§ **What you should do**: Count the lines in the entries below that contain the string "blurred". Reply with the number only.

§ **Stored records**:
* * * *
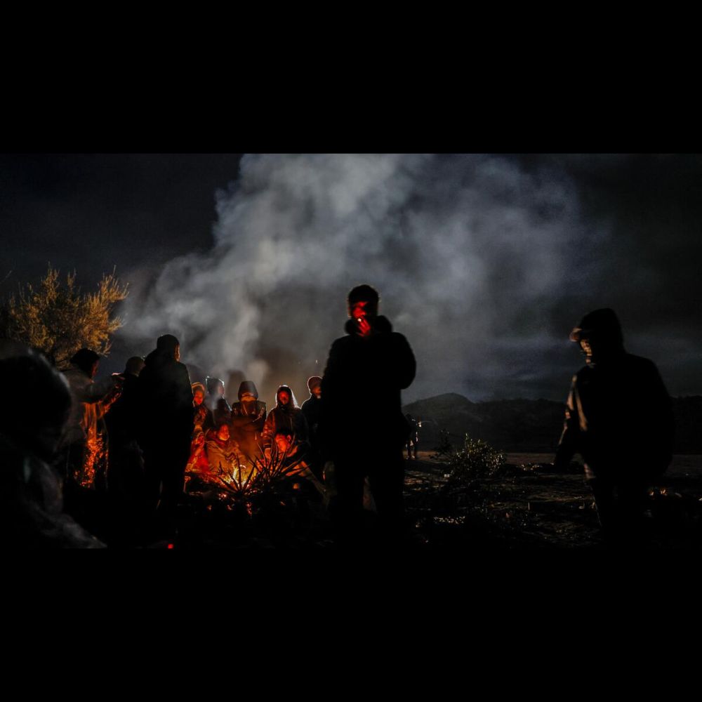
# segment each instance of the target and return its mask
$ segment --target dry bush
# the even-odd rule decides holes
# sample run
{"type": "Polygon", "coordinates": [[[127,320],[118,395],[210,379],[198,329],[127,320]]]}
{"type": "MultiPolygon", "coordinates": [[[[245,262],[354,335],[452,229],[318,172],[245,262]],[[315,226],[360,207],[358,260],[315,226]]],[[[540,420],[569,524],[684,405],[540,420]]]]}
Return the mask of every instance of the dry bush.
{"type": "Polygon", "coordinates": [[[127,295],[127,286],[120,284],[114,271],[103,274],[95,292],[83,294],[75,272],[62,282],[49,265],[38,288],[20,286],[3,303],[0,335],[39,349],[65,370],[79,349],[110,352],[110,335],[122,325],[113,316],[114,306],[127,295]]]}

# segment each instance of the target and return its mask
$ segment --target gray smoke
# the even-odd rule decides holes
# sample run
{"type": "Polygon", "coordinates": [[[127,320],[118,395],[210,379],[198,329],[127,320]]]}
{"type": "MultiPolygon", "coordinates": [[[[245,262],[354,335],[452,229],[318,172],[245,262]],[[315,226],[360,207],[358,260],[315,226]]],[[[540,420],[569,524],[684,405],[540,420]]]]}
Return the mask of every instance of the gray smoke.
{"type": "Polygon", "coordinates": [[[592,265],[567,277],[573,251],[607,236],[585,228],[563,173],[495,157],[246,156],[216,201],[213,249],[133,292],[124,333],[175,333],[184,361],[240,371],[268,402],[282,383],[306,397],[362,282],[417,357],[404,399],[528,395],[564,345],[555,300],[592,265]]]}

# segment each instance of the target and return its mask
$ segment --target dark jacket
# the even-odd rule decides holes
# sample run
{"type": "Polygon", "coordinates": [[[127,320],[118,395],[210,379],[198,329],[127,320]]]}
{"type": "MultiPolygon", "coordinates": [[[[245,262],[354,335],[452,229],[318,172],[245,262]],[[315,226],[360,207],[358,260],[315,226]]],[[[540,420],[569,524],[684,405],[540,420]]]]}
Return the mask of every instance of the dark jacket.
{"type": "Polygon", "coordinates": [[[303,406],[300,409],[307,420],[310,442],[312,445],[316,445],[319,430],[319,418],[322,416],[322,398],[310,395],[309,398],[303,402],[303,406]]]}
{"type": "Polygon", "coordinates": [[[157,350],[139,374],[139,443],[152,446],[168,439],[190,446],[193,430],[192,388],[185,366],[157,350]]]}
{"type": "Polygon", "coordinates": [[[655,364],[622,349],[574,376],[555,463],[577,452],[595,476],[654,477],[670,462],[673,430],[655,364]]]}
{"type": "Polygon", "coordinates": [[[340,452],[402,448],[408,426],[400,390],[414,380],[416,362],[407,340],[385,317],[371,322],[367,338],[352,320],[331,345],[322,382],[319,435],[325,460],[340,452]]]}

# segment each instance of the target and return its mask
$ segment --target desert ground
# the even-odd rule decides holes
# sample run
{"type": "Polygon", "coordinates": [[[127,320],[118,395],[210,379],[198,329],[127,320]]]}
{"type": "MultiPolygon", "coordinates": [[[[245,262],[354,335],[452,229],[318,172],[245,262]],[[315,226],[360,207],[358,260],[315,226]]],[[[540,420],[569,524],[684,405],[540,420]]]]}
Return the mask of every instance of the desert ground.
{"type": "MultiPolygon", "coordinates": [[[[447,490],[445,465],[432,451],[418,458],[406,463],[406,505],[414,538],[425,548],[602,546],[579,464],[557,473],[552,453],[507,453],[495,476],[447,490]]],[[[702,545],[702,456],[674,456],[649,500],[650,548],[702,545]]]]}

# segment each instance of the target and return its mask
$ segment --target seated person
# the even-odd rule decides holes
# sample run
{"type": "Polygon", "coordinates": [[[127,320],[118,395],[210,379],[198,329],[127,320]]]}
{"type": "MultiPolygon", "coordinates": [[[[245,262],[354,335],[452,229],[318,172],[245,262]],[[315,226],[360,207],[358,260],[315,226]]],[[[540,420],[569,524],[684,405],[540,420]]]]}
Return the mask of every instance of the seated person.
{"type": "Polygon", "coordinates": [[[205,479],[217,481],[221,477],[227,482],[233,480],[240,484],[248,478],[248,464],[244,463],[239,444],[230,436],[226,421],[220,420],[215,428],[207,431],[205,445],[209,463],[205,479]]]}

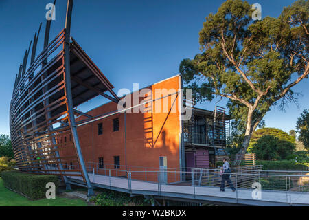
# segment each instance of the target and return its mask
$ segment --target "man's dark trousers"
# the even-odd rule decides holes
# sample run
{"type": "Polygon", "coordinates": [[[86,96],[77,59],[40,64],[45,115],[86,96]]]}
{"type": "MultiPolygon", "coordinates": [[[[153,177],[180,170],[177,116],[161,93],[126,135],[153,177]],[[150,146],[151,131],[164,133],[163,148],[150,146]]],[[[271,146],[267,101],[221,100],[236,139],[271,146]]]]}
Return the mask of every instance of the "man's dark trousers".
{"type": "Polygon", "coordinates": [[[229,179],[229,175],[230,175],[230,173],[229,173],[225,172],[223,173],[223,175],[222,177],[222,181],[221,181],[221,188],[220,188],[221,191],[225,190],[225,182],[227,182],[229,187],[231,187],[231,188],[232,189],[233,191],[235,190],[235,187],[233,185],[233,183],[231,182],[231,179],[229,179]]]}

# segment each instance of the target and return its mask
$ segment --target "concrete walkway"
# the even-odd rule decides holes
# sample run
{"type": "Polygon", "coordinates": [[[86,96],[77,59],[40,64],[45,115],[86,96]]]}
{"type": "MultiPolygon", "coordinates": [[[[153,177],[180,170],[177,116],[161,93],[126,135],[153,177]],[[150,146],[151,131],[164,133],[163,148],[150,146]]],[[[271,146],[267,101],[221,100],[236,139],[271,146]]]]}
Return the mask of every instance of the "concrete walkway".
{"type": "MultiPolygon", "coordinates": [[[[69,177],[71,184],[83,184],[80,177],[69,177]]],[[[89,173],[94,186],[132,194],[185,199],[187,201],[256,206],[309,206],[309,192],[262,190],[260,199],[253,199],[253,189],[238,188],[232,192],[229,188],[220,192],[219,187],[158,184],[126,178],[89,173]]]]}

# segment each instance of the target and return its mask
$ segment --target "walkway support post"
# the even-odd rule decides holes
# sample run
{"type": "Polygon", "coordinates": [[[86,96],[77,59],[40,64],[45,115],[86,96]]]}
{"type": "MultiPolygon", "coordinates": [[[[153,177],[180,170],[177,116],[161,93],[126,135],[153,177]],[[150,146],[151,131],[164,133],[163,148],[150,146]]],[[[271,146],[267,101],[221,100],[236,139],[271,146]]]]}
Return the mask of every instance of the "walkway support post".
{"type": "Polygon", "coordinates": [[[84,157],[80,148],[80,141],[77,132],[77,127],[75,122],[74,112],[73,109],[72,91],[71,87],[71,70],[70,70],[70,32],[71,19],[72,17],[72,8],[73,0],[68,0],[67,7],[67,16],[65,19],[65,92],[67,95],[67,107],[69,117],[69,125],[72,132],[73,140],[74,141],[75,148],[78,157],[80,164],[82,167],[82,175],[88,188],[88,196],[93,195],[93,188],[90,182],[89,177],[84,164],[84,157]]]}

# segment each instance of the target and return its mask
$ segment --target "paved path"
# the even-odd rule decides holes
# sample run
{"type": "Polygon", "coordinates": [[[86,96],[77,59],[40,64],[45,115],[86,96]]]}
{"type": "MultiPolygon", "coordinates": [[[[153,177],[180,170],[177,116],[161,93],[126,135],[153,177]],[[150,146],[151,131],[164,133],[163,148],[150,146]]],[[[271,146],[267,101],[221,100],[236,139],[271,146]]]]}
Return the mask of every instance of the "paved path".
{"type": "MultiPolygon", "coordinates": [[[[80,177],[69,177],[73,182],[82,182],[80,177]]],[[[133,194],[186,199],[192,201],[209,201],[221,203],[258,206],[309,206],[309,192],[262,190],[261,199],[252,197],[253,190],[240,189],[232,192],[229,188],[220,192],[216,186],[192,186],[158,184],[157,183],[132,180],[89,173],[91,183],[96,187],[111,188],[133,194]]]]}

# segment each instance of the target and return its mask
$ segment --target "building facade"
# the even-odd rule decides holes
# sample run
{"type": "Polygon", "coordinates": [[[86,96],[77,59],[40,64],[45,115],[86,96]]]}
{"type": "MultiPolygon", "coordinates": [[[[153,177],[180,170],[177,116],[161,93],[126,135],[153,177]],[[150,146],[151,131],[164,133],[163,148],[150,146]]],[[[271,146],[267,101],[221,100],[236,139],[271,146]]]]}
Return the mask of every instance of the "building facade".
{"type": "MultiPolygon", "coordinates": [[[[177,75],[134,91],[129,98],[126,96],[126,111],[119,111],[117,104],[111,102],[78,116],[77,123],[82,125],[87,118],[100,116],[78,128],[89,171],[95,168],[106,174],[105,169],[113,169],[112,172],[121,176],[125,175],[122,171],[130,169],[214,166],[217,149],[226,146],[229,118],[222,111],[193,108],[190,119],[183,120],[179,93],[182,87],[181,76],[177,75]]],[[[71,148],[65,150],[70,135],[60,133],[57,138],[62,145],[61,157],[73,154],[71,148]]],[[[62,163],[69,168],[78,166],[69,160],[62,163]]],[[[156,178],[154,174],[148,176],[148,180],[156,178]]]]}

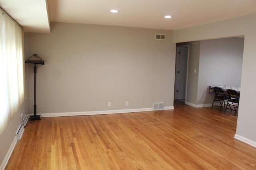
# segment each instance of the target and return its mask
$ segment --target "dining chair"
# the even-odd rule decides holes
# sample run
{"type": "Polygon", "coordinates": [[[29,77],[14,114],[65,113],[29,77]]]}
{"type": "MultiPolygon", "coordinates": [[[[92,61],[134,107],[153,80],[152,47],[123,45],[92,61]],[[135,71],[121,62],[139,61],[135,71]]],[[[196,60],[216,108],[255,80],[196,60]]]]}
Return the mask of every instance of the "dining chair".
{"type": "Polygon", "coordinates": [[[240,93],[232,89],[228,89],[227,91],[228,96],[230,96],[230,98],[228,100],[227,107],[225,109],[225,112],[226,112],[227,109],[229,109],[235,111],[235,115],[236,115],[239,105],[240,93]],[[234,109],[232,108],[231,106],[234,109]]]}
{"type": "Polygon", "coordinates": [[[225,107],[225,106],[226,105],[225,100],[226,100],[227,101],[230,99],[230,97],[228,95],[226,95],[223,90],[219,87],[214,87],[213,88],[213,90],[214,91],[215,95],[214,96],[214,98],[212,104],[212,107],[214,106],[215,106],[220,107],[220,111],[221,111],[222,108],[223,108],[222,105],[224,105],[224,107],[225,107]],[[218,101],[220,105],[215,104],[214,102],[216,101],[218,101]]]}

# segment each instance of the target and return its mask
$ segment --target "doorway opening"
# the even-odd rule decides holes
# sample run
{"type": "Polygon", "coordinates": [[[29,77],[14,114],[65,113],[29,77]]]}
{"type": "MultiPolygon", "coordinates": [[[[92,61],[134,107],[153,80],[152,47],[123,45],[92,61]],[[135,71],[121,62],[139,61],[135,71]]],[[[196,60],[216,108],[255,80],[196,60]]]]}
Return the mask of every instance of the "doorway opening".
{"type": "Polygon", "coordinates": [[[184,103],[186,99],[188,49],[189,45],[176,47],[174,99],[184,103]]]}

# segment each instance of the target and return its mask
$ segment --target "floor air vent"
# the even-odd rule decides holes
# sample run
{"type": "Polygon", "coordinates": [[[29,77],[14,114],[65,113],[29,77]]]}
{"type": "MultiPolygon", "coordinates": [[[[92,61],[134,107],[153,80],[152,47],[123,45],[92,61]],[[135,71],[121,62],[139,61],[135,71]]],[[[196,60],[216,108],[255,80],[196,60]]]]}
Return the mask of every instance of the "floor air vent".
{"type": "Polygon", "coordinates": [[[154,103],[153,104],[153,110],[164,109],[164,102],[154,103]]]}
{"type": "Polygon", "coordinates": [[[17,138],[17,140],[18,141],[20,140],[21,137],[22,136],[22,135],[23,135],[23,132],[24,132],[24,130],[25,129],[24,129],[23,125],[22,125],[21,124],[16,132],[16,137],[17,138]]]}

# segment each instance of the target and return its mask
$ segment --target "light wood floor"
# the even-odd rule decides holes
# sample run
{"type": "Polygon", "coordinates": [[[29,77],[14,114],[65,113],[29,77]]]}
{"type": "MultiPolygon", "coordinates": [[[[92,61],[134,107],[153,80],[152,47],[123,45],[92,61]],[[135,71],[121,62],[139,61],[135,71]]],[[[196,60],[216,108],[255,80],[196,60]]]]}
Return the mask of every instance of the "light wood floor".
{"type": "Polygon", "coordinates": [[[183,104],[30,123],[6,169],[256,169],[256,148],[234,138],[234,112],[183,104]]]}

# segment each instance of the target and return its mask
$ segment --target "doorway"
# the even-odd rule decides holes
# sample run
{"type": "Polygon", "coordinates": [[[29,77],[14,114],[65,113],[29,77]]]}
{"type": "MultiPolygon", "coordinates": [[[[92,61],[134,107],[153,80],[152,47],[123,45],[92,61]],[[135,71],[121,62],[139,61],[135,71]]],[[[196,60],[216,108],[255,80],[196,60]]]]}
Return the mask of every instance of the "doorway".
{"type": "Polygon", "coordinates": [[[187,86],[188,45],[177,46],[175,66],[174,100],[185,102],[187,86]]]}

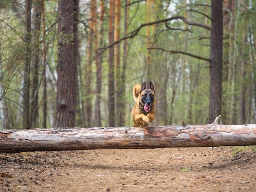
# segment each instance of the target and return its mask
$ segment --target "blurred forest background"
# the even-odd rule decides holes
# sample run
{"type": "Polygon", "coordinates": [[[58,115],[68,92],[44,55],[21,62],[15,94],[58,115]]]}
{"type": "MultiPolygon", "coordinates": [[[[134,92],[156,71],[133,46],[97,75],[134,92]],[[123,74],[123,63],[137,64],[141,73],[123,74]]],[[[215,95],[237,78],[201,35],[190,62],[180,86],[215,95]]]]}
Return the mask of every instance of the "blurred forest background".
{"type": "Polygon", "coordinates": [[[1,0],[0,129],[256,121],[256,1],[1,0]]]}

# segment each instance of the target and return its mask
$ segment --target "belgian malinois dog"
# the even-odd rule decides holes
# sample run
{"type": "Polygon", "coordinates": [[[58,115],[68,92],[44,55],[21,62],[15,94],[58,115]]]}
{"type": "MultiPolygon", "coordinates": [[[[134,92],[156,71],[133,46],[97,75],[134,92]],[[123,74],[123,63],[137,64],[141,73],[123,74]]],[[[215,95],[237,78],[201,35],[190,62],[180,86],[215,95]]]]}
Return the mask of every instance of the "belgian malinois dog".
{"type": "Polygon", "coordinates": [[[135,85],[133,87],[133,98],[136,102],[132,111],[133,127],[144,127],[155,118],[155,92],[150,82],[150,89],[146,89],[146,82],[142,85],[135,85]]]}

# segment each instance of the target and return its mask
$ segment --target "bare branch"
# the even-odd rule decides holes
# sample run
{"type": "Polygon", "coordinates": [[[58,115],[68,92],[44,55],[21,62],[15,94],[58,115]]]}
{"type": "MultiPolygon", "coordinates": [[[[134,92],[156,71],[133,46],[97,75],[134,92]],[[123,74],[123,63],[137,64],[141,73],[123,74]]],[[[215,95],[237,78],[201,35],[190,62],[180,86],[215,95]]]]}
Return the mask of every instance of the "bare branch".
{"type": "Polygon", "coordinates": [[[140,3],[141,2],[143,2],[143,1],[146,1],[146,0],[139,0],[138,1],[134,1],[133,2],[132,2],[131,3],[129,3],[128,4],[125,4],[124,6],[122,6],[122,7],[126,7],[126,6],[130,6],[130,5],[131,5],[132,4],[134,4],[135,3],[140,3]]]}
{"type": "Polygon", "coordinates": [[[191,57],[196,58],[197,59],[202,59],[202,60],[204,60],[205,61],[211,62],[211,59],[210,58],[205,58],[204,57],[201,57],[200,56],[198,56],[197,55],[193,55],[193,54],[190,54],[189,53],[187,53],[186,52],[181,51],[173,51],[171,50],[167,50],[167,49],[163,49],[161,48],[149,47],[148,48],[148,49],[161,50],[165,52],[170,53],[171,54],[183,54],[183,55],[187,55],[188,56],[190,56],[191,57]]]}
{"type": "MultiPolygon", "coordinates": [[[[182,21],[183,21],[183,22],[184,23],[190,25],[194,25],[194,26],[196,26],[198,27],[201,27],[204,28],[208,30],[211,30],[211,27],[209,27],[209,26],[206,25],[188,21],[183,16],[175,16],[174,17],[172,17],[170,18],[166,18],[166,19],[162,19],[161,20],[158,20],[154,21],[153,22],[149,22],[146,23],[144,23],[143,24],[141,25],[138,28],[137,28],[136,29],[132,31],[131,31],[130,33],[127,33],[126,35],[124,36],[122,38],[121,38],[121,39],[119,39],[118,40],[116,41],[114,41],[112,43],[109,44],[107,46],[106,46],[105,47],[99,49],[101,49],[103,50],[99,52],[99,54],[97,55],[97,56],[96,56],[94,57],[96,57],[98,56],[99,55],[102,54],[107,49],[109,48],[109,47],[111,47],[112,46],[115,45],[115,44],[117,43],[120,42],[122,40],[124,40],[125,39],[130,38],[132,38],[134,37],[135,36],[137,35],[137,34],[138,34],[139,32],[140,31],[140,30],[144,27],[147,26],[148,25],[153,25],[156,24],[157,23],[160,23],[161,22],[167,22],[168,21],[171,21],[172,20],[177,20],[177,19],[181,19],[182,20],[182,21]]],[[[204,59],[204,60],[209,60],[207,59],[204,59]]]]}
{"type": "Polygon", "coordinates": [[[211,18],[209,16],[207,15],[206,15],[205,14],[204,14],[204,13],[201,13],[201,12],[198,11],[195,11],[195,10],[193,10],[193,9],[187,9],[187,11],[190,11],[195,12],[197,13],[199,13],[199,14],[200,14],[201,15],[202,15],[204,17],[207,18],[208,19],[211,20],[211,18]]]}

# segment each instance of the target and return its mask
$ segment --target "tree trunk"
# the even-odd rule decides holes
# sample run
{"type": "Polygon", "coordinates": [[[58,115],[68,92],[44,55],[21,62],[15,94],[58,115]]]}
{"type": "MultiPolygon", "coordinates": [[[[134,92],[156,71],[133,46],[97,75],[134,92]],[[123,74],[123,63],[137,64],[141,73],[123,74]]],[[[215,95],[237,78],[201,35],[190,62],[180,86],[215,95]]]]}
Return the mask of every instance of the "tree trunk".
{"type": "Polygon", "coordinates": [[[31,0],[26,0],[25,2],[25,54],[23,78],[23,126],[25,129],[30,128],[29,122],[29,94],[30,90],[30,60],[31,46],[31,0]]]}
{"type": "MultiPolygon", "coordinates": [[[[104,16],[105,13],[105,4],[103,0],[101,0],[99,4],[99,32],[97,38],[99,41],[99,46],[103,45],[103,22],[104,21],[104,16]]],[[[96,11],[95,10],[95,11],[96,11]]],[[[96,24],[97,25],[97,24],[96,24]]],[[[97,127],[101,127],[101,66],[102,63],[102,54],[97,55],[98,47],[97,52],[95,53],[95,65],[96,65],[96,102],[95,102],[95,125],[97,127]]],[[[95,49],[96,50],[96,49],[95,49]]]]}
{"type": "MultiPolygon", "coordinates": [[[[114,10],[115,8],[114,0],[109,2],[109,11],[108,18],[108,45],[114,41],[114,10]]],[[[115,83],[114,83],[114,47],[108,48],[108,125],[110,127],[115,126],[115,83]]]]}
{"type": "MultiPolygon", "coordinates": [[[[126,36],[128,31],[128,22],[129,21],[129,17],[130,15],[130,6],[126,5],[130,3],[130,0],[126,0],[124,11],[124,36],[126,36]]],[[[126,92],[126,65],[127,62],[127,56],[128,55],[128,50],[127,46],[128,43],[127,42],[128,40],[125,39],[124,40],[123,44],[123,65],[122,66],[122,71],[121,72],[121,76],[120,82],[120,89],[117,91],[119,93],[119,95],[121,100],[120,102],[119,108],[121,109],[120,111],[119,121],[120,126],[124,126],[125,122],[125,115],[126,115],[126,99],[125,96],[126,92]]]]}
{"type": "Polygon", "coordinates": [[[73,1],[59,0],[56,126],[74,127],[75,125],[75,76],[74,58],[73,1]]]}
{"type": "Polygon", "coordinates": [[[222,0],[212,1],[210,58],[210,105],[208,122],[221,113],[223,19],[222,0]],[[214,1],[214,2],[213,2],[214,1]]]}
{"type": "MultiPolygon", "coordinates": [[[[121,0],[115,0],[115,31],[114,31],[114,41],[116,41],[120,38],[120,29],[121,29],[121,0]]],[[[121,87],[121,65],[120,65],[120,42],[117,43],[114,47],[115,53],[115,109],[116,109],[117,117],[117,126],[123,126],[124,122],[121,124],[121,113],[124,109],[120,107],[121,100],[124,99],[121,97],[119,90],[123,87],[121,87]]]]}
{"type": "Polygon", "coordinates": [[[0,153],[256,145],[255,125],[0,130],[0,153]]]}
{"type": "Polygon", "coordinates": [[[43,74],[43,128],[46,128],[47,127],[47,97],[46,92],[47,90],[47,81],[46,81],[46,52],[47,48],[45,45],[45,1],[42,1],[42,33],[43,33],[43,63],[44,70],[43,74]]]}
{"type": "Polygon", "coordinates": [[[32,56],[32,83],[31,99],[32,100],[31,107],[30,122],[32,128],[38,128],[38,87],[39,70],[39,34],[41,27],[42,2],[36,0],[34,1],[33,11],[33,28],[32,40],[34,48],[32,56]]]}
{"type": "MultiPolygon", "coordinates": [[[[84,119],[84,116],[81,115],[83,113],[80,113],[81,111],[83,109],[83,106],[82,106],[80,108],[80,100],[79,99],[79,87],[78,82],[78,66],[80,65],[80,56],[79,52],[79,39],[78,34],[78,25],[79,23],[79,0],[73,0],[73,34],[74,34],[74,104],[75,105],[75,109],[76,111],[75,114],[77,116],[77,121],[79,123],[80,126],[83,125],[81,122],[84,119]]],[[[78,123],[76,122],[76,126],[78,125],[78,123]]],[[[84,126],[84,125],[83,125],[84,126]]]]}
{"type": "Polygon", "coordinates": [[[89,12],[89,33],[88,35],[88,42],[87,43],[87,61],[86,61],[86,80],[85,82],[85,92],[84,96],[85,97],[85,126],[91,127],[92,117],[92,98],[91,91],[91,83],[92,82],[92,63],[93,49],[92,42],[93,40],[93,9],[94,1],[95,0],[90,1],[90,7],[89,12]]]}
* * * *
§ **Output below**: 2